→ **Goal of the exercise**: Every entry below should be written out exactly, and no image should appear.

Records to process Start Marker

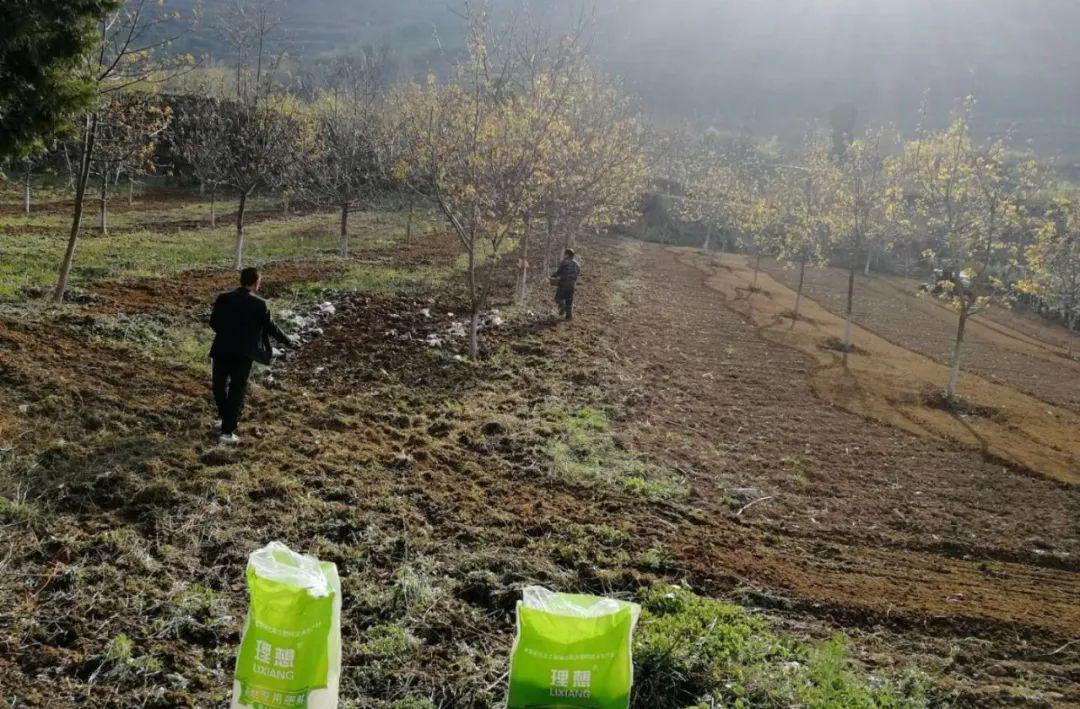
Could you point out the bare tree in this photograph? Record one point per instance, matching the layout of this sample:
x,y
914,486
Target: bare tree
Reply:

Records to process End Marker

→ **Response box**:
Could you point out the bare tree in this photograph? Record one point per instance, matching the layout of this sample:
x,y
914,486
Target: bare tree
Reply:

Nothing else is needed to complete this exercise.